Start of Source material
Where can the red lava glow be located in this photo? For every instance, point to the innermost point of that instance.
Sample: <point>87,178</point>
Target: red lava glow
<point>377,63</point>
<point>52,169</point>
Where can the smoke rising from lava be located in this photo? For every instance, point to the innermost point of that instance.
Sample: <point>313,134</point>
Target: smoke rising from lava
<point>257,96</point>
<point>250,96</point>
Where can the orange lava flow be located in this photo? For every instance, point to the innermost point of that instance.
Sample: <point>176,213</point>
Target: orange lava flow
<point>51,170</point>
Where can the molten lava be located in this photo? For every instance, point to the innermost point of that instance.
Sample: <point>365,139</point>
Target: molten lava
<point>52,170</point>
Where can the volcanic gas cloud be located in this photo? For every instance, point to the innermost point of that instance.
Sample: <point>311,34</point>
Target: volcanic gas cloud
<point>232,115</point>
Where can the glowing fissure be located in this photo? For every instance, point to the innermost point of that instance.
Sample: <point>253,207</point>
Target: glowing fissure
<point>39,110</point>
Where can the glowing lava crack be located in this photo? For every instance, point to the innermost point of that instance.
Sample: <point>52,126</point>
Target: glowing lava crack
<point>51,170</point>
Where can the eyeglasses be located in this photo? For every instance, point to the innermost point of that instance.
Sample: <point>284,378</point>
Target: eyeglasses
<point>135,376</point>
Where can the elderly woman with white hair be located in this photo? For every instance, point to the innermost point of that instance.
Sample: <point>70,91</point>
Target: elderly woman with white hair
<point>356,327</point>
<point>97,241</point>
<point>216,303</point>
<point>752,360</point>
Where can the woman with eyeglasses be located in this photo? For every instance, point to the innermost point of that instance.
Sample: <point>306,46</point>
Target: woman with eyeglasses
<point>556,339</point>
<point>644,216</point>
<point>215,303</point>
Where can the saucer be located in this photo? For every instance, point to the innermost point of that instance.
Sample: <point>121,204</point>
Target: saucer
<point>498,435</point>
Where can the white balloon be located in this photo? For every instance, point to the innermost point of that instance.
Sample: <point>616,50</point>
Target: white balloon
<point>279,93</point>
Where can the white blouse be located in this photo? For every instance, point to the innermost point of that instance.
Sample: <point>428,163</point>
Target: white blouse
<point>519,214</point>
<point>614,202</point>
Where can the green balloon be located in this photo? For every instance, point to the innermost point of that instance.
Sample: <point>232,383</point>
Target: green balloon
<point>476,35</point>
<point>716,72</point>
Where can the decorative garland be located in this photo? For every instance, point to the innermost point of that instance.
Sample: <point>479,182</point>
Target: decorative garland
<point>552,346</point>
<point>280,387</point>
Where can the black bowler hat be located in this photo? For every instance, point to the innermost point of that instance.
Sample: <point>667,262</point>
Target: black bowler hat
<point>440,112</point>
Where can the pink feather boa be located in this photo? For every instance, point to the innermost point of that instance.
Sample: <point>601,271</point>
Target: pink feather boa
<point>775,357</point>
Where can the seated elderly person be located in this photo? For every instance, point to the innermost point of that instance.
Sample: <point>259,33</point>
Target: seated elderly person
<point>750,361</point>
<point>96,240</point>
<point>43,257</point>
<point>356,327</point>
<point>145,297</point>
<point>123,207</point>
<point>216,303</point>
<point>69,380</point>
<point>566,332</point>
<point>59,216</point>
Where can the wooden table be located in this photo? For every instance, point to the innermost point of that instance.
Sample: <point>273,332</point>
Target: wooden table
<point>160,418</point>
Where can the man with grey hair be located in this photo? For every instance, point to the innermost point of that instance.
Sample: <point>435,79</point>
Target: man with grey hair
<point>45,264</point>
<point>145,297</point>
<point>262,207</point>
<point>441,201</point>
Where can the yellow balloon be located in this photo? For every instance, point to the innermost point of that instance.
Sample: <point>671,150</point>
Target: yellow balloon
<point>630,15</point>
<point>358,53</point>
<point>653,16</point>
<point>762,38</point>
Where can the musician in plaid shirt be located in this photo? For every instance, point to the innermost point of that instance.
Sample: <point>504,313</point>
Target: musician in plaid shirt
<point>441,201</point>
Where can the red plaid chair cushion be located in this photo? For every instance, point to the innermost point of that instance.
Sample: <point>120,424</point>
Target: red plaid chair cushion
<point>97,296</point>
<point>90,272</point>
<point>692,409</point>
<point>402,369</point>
End of Source material
Scan the listing above for the line that has "Where can the orange", then copy exactly from that line through the line that has "Sample: <point>311,34</point>".

Expected output —
Where can the orange lava flow be located in this photo? For every instance, point to the innermost point of that instance.
Sample: <point>176,213</point>
Target: orange lava flow
<point>51,170</point>
Where can the molten lava be located in this photo? For every instance, point to the innermost point of that instance.
Sample: <point>365,139</point>
Target: molten lava
<point>52,170</point>
Where can the volcanic gas cloud be located in this photo? For every instance, point to the innermost point of that instance.
Sample: <point>311,34</point>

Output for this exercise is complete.